** Start of Input rows **

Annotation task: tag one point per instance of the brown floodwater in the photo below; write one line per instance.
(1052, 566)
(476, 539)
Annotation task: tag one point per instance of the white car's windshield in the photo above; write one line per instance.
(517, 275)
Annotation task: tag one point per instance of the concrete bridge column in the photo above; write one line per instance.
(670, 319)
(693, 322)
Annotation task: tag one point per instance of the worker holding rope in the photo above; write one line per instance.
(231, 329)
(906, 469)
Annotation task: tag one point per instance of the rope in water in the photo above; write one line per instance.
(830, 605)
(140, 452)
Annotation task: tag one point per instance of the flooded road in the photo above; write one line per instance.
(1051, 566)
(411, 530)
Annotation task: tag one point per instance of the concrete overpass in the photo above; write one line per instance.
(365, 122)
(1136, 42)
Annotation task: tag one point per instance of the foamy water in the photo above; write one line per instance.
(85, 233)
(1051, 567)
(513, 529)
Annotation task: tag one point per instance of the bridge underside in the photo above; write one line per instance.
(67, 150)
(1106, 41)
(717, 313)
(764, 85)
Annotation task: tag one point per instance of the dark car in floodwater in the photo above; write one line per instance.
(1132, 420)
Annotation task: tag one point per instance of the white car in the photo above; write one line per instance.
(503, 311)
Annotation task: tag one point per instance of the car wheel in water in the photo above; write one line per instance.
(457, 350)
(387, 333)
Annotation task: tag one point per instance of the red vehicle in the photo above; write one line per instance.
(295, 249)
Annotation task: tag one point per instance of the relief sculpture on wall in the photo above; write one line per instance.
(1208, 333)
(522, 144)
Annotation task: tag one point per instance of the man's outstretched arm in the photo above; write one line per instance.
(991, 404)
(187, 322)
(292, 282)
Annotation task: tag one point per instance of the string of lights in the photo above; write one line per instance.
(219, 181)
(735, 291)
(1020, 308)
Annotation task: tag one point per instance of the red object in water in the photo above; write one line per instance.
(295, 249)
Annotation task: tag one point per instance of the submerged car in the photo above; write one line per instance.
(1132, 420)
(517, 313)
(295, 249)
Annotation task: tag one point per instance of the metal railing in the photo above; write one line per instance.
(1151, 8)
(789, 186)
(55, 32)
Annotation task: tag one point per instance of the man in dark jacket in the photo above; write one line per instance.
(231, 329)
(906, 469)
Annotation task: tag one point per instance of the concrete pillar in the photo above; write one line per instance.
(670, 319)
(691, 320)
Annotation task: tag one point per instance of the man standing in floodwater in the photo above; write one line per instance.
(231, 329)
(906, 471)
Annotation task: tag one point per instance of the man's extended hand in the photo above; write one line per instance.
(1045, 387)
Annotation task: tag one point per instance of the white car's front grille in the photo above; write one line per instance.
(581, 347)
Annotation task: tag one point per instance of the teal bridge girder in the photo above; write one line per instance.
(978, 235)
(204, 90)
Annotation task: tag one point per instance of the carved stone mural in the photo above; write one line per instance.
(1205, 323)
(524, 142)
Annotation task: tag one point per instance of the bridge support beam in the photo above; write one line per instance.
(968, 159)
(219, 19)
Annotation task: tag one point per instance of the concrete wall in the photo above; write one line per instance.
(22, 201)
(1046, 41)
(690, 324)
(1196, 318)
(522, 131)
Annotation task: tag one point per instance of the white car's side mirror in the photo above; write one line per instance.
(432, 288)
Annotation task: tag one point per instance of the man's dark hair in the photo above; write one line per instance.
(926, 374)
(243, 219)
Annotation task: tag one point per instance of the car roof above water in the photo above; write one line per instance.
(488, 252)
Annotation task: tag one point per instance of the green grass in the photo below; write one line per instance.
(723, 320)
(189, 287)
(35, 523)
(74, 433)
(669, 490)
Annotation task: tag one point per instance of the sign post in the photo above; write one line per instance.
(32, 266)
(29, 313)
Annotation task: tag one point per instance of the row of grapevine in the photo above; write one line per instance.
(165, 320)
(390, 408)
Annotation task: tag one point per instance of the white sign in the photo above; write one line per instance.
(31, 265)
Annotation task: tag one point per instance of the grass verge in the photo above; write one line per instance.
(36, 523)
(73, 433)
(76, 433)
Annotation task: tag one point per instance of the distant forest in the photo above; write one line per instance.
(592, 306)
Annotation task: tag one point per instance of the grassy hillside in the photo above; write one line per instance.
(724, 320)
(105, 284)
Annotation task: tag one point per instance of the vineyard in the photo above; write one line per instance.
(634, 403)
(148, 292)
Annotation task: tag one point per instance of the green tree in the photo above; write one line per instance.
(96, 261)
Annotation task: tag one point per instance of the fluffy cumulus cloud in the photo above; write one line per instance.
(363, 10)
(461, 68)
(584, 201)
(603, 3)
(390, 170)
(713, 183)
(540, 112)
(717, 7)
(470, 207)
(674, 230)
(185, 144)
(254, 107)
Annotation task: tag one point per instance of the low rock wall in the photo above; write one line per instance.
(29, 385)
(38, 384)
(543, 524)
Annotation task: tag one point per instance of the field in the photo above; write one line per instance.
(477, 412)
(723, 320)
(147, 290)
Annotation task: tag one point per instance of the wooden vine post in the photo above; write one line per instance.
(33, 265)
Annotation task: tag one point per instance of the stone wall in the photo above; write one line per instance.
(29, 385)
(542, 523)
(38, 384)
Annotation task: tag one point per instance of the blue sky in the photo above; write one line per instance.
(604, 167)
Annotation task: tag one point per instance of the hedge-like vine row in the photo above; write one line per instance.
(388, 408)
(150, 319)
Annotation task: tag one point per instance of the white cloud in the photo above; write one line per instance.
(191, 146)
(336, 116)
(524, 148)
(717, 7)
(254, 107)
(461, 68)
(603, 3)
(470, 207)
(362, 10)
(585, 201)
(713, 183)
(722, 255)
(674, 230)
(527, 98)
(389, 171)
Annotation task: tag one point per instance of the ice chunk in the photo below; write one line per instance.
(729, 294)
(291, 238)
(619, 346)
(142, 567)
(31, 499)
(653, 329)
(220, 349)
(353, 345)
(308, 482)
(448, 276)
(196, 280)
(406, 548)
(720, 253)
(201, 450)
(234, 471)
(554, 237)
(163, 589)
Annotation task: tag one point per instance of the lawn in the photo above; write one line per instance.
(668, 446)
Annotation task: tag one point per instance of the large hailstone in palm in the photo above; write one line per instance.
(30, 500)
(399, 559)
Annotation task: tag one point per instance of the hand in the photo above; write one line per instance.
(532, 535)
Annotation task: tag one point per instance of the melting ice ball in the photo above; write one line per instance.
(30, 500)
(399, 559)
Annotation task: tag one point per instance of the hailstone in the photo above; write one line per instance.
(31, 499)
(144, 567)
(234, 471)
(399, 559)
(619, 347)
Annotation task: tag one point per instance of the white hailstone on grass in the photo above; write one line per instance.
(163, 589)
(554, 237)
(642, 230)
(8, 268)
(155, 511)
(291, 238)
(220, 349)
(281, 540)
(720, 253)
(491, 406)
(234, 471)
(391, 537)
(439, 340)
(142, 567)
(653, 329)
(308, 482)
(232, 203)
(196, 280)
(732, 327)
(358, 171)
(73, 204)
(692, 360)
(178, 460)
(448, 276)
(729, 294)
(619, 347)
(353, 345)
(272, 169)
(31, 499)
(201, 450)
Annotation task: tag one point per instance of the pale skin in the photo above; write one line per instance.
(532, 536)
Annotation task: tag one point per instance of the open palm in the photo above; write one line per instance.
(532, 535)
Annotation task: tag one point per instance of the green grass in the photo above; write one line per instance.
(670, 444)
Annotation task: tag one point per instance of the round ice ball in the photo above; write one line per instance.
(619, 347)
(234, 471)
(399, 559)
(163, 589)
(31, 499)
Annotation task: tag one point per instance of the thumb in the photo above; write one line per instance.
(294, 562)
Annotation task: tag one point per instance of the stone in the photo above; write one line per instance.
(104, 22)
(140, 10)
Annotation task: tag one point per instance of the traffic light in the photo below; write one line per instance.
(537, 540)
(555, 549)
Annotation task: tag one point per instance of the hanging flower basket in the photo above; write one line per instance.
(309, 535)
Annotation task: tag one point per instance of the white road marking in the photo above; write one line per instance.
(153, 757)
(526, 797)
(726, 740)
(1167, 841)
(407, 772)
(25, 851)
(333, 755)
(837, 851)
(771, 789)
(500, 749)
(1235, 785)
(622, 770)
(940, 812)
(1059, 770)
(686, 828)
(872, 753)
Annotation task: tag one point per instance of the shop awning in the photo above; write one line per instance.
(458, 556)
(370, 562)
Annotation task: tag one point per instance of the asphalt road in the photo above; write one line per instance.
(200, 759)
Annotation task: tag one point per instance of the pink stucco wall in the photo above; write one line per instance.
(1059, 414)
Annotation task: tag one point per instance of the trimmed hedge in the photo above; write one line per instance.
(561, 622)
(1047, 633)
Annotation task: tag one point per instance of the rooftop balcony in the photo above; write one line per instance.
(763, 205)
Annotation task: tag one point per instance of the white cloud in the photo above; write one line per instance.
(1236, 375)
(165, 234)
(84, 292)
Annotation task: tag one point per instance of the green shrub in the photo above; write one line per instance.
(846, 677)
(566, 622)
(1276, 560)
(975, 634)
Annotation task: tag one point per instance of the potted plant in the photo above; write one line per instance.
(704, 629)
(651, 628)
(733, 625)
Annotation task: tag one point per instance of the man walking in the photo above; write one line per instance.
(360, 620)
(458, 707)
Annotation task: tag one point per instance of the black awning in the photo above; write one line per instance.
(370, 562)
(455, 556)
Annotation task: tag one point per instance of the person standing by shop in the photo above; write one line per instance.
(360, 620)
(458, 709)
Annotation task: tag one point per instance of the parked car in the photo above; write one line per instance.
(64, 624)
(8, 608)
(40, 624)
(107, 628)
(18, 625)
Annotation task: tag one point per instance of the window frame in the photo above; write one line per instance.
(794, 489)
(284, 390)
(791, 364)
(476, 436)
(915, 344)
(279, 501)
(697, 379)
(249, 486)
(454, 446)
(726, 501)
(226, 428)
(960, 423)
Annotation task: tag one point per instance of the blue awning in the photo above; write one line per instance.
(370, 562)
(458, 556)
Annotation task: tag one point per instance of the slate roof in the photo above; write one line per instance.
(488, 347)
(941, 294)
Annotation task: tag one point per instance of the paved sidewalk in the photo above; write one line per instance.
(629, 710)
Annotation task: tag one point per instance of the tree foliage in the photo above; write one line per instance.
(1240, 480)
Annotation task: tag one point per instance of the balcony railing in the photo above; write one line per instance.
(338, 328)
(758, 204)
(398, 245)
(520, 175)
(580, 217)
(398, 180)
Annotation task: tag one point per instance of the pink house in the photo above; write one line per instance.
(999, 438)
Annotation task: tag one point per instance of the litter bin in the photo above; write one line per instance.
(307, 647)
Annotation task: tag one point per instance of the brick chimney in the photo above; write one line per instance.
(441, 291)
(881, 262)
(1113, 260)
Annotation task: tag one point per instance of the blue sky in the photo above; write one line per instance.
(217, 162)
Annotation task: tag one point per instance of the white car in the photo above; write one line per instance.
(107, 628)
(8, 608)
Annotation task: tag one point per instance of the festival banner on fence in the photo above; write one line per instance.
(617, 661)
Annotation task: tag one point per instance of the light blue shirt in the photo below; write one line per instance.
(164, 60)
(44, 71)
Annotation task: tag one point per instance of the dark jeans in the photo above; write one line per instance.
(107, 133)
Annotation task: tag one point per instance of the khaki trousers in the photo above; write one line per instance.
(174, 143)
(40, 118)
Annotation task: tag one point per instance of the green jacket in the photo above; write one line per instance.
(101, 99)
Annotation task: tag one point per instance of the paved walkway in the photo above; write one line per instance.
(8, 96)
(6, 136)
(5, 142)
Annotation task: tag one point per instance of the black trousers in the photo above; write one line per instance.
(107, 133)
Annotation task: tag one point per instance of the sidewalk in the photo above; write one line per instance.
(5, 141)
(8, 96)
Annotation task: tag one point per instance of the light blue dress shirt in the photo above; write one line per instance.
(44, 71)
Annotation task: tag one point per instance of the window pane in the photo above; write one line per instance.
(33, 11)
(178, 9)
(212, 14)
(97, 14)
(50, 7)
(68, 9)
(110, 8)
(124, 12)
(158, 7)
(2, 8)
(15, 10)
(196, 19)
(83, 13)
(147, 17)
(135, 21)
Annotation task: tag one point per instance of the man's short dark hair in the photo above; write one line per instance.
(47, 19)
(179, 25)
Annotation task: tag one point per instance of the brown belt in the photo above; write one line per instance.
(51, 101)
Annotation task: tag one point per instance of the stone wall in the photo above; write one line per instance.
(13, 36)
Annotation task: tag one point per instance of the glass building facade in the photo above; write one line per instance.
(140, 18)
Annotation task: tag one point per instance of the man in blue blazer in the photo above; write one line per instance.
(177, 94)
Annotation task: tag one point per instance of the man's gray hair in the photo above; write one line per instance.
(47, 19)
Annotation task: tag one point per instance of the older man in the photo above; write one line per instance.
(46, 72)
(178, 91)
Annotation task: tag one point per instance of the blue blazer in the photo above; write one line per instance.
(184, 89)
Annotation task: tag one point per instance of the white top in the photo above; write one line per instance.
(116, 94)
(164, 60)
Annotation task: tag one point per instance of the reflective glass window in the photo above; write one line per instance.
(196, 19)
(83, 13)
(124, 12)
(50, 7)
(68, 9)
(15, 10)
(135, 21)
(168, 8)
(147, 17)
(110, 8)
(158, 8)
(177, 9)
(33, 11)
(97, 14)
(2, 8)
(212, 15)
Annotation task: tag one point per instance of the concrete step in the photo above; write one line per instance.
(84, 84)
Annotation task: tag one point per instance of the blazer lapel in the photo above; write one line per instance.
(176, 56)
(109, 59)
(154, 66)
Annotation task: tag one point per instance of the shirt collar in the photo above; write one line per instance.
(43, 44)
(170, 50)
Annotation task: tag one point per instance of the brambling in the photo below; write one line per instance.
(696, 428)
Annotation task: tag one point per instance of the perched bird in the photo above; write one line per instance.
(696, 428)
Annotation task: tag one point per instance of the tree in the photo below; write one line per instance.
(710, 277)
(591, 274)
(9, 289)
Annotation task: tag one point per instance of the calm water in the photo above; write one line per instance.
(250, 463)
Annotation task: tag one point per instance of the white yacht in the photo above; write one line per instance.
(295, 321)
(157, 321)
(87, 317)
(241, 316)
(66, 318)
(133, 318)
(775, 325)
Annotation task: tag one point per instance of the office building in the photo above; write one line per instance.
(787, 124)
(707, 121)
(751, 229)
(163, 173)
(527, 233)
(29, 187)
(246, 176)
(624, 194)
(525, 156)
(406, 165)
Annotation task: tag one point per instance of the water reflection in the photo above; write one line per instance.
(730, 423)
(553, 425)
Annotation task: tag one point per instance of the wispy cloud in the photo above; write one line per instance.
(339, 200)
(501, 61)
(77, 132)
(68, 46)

** End of Input rows **

■ **Challenge**
Can you write out the data again, starting with the line that contains "Annotation task: tag one point per instance of the rooftop" and going on through the line that contains "(1240, 480)", both ends included, keeping each request line as it is but scaling every answer coordinate by 2.3 and rounding to whole numbers with halves rounded up? Give only those lines.

■ **Response below**
Annotation task: tag one point per instance of the rooftop balcony in the photo above; write one line per instance.
(1755, 472)
Annotation task: tag one point per instance of the white cloud in the photo above; write one line per instance.
(2843, 863)
(380, 538)
(193, 672)
Annotation task: tag one point per instance of the green shrub in the photo above; write one line per instance.
(1946, 1557)
(1302, 1431)
(2935, 1288)
(2243, 1458)
Annotation task: tag one point per instance of the potted plant in the photo above; write one line per instance.
(1619, 1447)
(1497, 1444)
(1686, 1438)
Annotation task: tag one point per instance of the man walking in the photo above; write one line per instance.
(828, 1426)
(1053, 1626)
Annotation task: tag one point per instance of the black awning in the photo above; write one line per instance.
(851, 1293)
(1047, 1279)
Annotation task: tag one point per instance of the person standing by shop in the photo above; write one line per instance.
(828, 1426)
(1053, 1631)
Annotation task: tag one point per instance of the parked car in the photo above; write one line per instance.
(147, 1435)
(18, 1398)
(92, 1435)
(246, 1444)
(41, 1438)
Annotation task: tag one point per instance of the window frame in the photo above; write one line per instance.
(1826, 1125)
(653, 897)
(1819, 837)
(1095, 1003)
(2105, 791)
(642, 1152)
(1603, 872)
(573, 1118)
(1044, 1026)
(1670, 1152)
(520, 984)
(2208, 973)
Annotation task: tag one point per instance of the blue awning in the photo above; write one line per instance.
(851, 1293)
(1053, 1279)
Annotation task: tag one point per instance of the slate roof in the photo above; write one line per instance.
(1122, 798)
(2164, 676)
Annotation task: tag one point per instance of the paved sidewalk in the photo above; write one line per instance.
(1447, 1633)
Annotation task: tag one point per instance of the tree foliage in the photo above; write one line per instance.
(2852, 1104)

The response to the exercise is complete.